Saved data entries
Start of Block
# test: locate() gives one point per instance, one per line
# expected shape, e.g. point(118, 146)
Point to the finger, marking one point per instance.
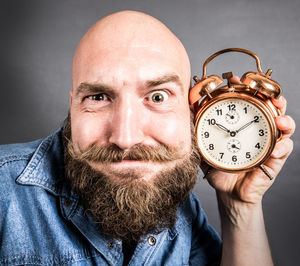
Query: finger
point(286, 125)
point(204, 167)
point(280, 103)
point(235, 80)
point(283, 149)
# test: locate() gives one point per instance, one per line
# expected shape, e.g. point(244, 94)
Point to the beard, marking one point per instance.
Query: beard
point(129, 208)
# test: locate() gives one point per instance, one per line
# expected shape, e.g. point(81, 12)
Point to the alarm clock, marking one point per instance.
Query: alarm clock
point(235, 123)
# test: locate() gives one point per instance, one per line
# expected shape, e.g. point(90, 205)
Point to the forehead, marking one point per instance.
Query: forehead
point(128, 66)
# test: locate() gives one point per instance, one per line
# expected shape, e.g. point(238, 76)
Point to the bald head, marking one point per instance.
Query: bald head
point(124, 33)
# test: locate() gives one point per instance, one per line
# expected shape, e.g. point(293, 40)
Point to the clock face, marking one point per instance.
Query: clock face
point(233, 134)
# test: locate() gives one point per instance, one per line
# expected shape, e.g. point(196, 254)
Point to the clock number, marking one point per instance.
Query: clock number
point(231, 107)
point(261, 132)
point(219, 111)
point(211, 121)
point(234, 159)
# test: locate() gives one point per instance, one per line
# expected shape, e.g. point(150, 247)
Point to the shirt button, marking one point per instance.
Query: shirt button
point(67, 202)
point(110, 245)
point(151, 240)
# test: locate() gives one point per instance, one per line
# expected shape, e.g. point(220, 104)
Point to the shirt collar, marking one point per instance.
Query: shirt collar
point(46, 167)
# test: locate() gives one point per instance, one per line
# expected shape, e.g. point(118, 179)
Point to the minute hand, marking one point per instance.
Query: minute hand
point(244, 126)
point(223, 128)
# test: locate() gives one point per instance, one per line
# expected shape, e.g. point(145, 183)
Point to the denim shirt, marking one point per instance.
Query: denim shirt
point(42, 222)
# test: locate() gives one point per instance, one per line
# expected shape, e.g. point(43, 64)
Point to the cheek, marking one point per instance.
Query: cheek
point(174, 131)
point(87, 130)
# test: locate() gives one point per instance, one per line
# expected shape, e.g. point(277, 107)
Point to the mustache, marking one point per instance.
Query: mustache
point(113, 153)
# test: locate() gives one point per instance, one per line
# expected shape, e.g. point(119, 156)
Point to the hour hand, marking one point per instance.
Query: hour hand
point(223, 128)
point(244, 126)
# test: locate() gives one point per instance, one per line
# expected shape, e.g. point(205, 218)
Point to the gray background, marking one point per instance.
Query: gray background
point(38, 39)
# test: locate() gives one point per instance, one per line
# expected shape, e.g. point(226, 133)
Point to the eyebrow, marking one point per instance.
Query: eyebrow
point(100, 88)
point(92, 88)
point(165, 79)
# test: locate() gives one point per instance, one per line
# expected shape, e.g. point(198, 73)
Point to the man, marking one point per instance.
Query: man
point(113, 187)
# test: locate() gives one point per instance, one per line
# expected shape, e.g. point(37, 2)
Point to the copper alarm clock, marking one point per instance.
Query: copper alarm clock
point(235, 124)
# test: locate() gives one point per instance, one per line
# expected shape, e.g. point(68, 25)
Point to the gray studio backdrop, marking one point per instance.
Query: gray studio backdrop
point(38, 39)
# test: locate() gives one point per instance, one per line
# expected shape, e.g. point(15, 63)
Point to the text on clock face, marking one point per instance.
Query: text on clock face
point(233, 133)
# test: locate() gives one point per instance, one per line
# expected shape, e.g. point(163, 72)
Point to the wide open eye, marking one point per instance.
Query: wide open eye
point(98, 97)
point(158, 96)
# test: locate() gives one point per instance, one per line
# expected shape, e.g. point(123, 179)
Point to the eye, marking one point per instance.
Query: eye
point(158, 96)
point(98, 97)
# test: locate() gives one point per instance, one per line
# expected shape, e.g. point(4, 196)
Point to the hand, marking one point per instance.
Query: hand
point(223, 128)
point(249, 187)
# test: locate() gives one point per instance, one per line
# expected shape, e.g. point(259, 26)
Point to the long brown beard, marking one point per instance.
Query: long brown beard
point(134, 208)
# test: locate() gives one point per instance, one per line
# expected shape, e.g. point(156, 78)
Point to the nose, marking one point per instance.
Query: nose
point(127, 124)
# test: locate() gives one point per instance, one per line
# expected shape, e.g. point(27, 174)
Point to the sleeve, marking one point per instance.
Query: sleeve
point(206, 246)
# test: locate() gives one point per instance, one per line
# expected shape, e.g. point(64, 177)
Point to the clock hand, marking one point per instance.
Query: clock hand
point(223, 128)
point(244, 126)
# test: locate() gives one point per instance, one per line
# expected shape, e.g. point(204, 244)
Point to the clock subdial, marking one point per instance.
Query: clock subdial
point(233, 145)
point(232, 117)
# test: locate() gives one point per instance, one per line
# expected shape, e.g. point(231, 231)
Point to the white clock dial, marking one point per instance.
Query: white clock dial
point(233, 134)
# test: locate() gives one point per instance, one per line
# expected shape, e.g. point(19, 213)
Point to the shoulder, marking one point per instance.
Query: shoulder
point(17, 151)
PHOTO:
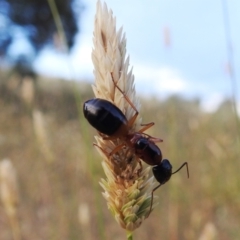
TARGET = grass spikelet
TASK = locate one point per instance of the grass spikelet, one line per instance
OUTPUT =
(127, 191)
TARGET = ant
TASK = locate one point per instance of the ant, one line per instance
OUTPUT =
(112, 124)
(162, 168)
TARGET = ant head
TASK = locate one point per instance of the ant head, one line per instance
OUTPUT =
(141, 142)
(163, 171)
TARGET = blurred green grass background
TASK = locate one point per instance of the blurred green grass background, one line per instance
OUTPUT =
(44, 134)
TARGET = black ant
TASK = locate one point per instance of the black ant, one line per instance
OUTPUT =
(112, 124)
(162, 168)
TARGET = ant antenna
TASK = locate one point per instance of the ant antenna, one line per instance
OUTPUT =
(184, 164)
(181, 168)
(152, 198)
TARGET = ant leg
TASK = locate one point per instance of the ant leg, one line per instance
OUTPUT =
(152, 198)
(132, 120)
(104, 151)
(182, 167)
(146, 126)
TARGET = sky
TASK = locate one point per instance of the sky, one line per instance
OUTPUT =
(175, 47)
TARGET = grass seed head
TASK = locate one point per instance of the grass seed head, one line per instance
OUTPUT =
(127, 191)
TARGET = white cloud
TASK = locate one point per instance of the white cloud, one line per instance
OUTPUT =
(164, 80)
(212, 102)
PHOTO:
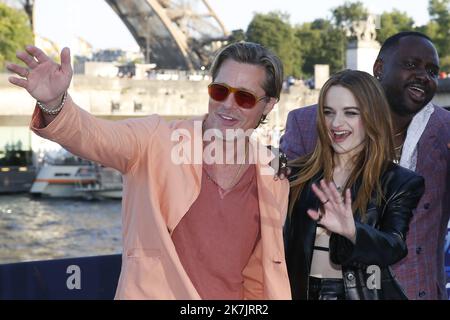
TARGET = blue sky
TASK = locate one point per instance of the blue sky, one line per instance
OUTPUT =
(94, 20)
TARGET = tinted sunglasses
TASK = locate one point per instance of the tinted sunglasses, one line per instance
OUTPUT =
(244, 99)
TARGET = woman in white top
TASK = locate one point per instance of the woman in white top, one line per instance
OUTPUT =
(350, 205)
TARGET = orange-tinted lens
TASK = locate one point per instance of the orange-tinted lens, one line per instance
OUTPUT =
(218, 92)
(245, 99)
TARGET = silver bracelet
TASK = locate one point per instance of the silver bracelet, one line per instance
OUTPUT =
(52, 111)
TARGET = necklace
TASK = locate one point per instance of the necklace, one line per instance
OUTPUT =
(233, 181)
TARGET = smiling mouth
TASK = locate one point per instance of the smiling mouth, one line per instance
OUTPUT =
(339, 136)
(417, 93)
(227, 119)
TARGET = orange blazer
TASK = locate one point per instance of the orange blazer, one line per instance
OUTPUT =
(158, 192)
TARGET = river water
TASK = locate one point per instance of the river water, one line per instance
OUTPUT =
(41, 229)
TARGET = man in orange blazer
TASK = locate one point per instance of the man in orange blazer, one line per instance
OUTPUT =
(202, 214)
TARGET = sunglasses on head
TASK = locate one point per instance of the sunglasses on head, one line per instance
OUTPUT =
(244, 99)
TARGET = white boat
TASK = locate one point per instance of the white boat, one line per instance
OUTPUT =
(73, 177)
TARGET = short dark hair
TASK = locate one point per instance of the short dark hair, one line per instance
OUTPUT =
(394, 40)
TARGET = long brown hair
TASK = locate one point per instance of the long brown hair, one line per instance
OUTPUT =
(378, 148)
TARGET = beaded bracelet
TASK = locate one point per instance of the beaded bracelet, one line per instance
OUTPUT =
(52, 111)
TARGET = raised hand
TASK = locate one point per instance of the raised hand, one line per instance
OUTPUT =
(44, 79)
(337, 214)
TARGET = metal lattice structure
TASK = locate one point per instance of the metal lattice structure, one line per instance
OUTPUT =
(173, 34)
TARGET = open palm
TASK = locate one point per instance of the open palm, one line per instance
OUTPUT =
(336, 214)
(42, 77)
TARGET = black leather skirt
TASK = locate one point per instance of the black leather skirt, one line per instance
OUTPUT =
(326, 289)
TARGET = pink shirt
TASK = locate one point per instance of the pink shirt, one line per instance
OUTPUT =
(215, 243)
(158, 193)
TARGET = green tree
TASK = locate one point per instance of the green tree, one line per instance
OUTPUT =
(439, 11)
(274, 31)
(344, 15)
(15, 33)
(392, 23)
(322, 43)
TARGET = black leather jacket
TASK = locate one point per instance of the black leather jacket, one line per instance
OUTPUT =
(380, 240)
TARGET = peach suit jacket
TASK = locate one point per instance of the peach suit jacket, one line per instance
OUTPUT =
(156, 195)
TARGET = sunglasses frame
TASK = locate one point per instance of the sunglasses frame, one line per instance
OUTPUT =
(232, 90)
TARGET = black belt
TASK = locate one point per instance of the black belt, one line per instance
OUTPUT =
(326, 289)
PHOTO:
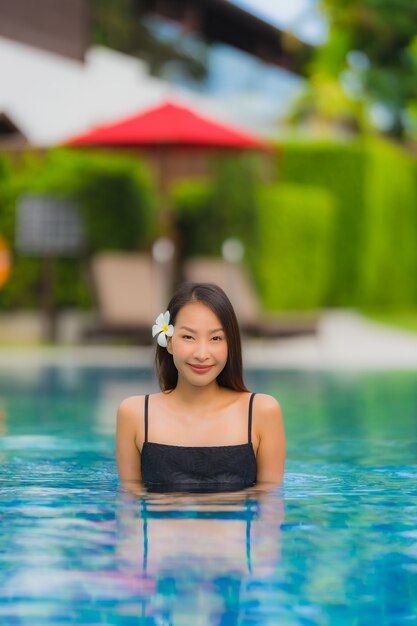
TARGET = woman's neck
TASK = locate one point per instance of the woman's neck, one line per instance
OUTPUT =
(195, 395)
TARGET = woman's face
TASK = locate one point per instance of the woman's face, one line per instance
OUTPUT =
(198, 346)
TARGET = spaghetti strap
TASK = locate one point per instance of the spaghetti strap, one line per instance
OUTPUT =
(146, 417)
(250, 418)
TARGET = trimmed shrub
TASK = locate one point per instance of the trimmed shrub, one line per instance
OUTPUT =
(293, 264)
(207, 213)
(373, 257)
(116, 203)
(341, 170)
(389, 252)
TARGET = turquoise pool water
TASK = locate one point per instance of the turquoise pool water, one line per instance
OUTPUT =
(337, 545)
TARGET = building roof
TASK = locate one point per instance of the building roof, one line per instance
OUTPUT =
(223, 21)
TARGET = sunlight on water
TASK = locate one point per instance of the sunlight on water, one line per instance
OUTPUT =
(336, 545)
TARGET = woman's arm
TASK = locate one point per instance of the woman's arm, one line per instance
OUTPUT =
(127, 454)
(270, 456)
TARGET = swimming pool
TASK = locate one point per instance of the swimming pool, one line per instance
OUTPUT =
(337, 545)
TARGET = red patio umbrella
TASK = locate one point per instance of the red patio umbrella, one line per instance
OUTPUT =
(168, 125)
(163, 130)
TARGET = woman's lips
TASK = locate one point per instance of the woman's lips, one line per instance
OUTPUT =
(200, 369)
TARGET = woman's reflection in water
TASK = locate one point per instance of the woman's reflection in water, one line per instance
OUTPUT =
(198, 554)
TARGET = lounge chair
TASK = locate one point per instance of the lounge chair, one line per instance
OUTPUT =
(129, 292)
(236, 282)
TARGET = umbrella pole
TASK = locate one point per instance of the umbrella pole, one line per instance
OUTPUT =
(167, 222)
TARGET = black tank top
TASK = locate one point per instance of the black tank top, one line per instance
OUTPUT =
(198, 468)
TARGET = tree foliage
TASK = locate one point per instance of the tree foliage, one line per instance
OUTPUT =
(372, 47)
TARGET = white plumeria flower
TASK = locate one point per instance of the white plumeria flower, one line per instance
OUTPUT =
(162, 328)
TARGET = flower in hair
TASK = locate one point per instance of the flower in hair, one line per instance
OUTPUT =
(163, 329)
End of Block
The lines above, starting at the one with "Query: denim shirt" and ending at the one with "Point to the man, marking", are the only ones to return, exactly as written.

Exercise result:
Query: denim shirt
point(42, 222)
# test: locate() gives one point per instance, one per line
# expected shape, e.g. point(43, 64)
Point to the cheek, marking one point per instance.
Query: cheek
point(174, 131)
point(87, 130)
# test: locate() gives one point per instance, one per line
# expected shape, e.g. point(277, 107)
Point to the mustache, marking one point per instance.
Query: mustache
point(113, 153)
# test: locate() gives one point per instance, one per line
# expected shape, e.g. point(119, 156)
Point to the hour hand, marking one point per instance.
Query: hour hand
point(223, 128)
point(244, 126)
# test: locate() gives one point per instance, one per line
# expected shape, e.g. point(205, 218)
Point to the gray background, marking one point per instance.
Query: gray background
point(38, 39)
# test: locate() gives one point per instance, one per line
# expected shape, e.g. point(226, 133)
Point to the eyebrow, marking one point per instance.
Query: eyebrow
point(100, 88)
point(92, 88)
point(165, 79)
# test: locate() gives one point per instance, one per line
# expected shape, e.g. point(198, 73)
Point to the man, marking one point per instance.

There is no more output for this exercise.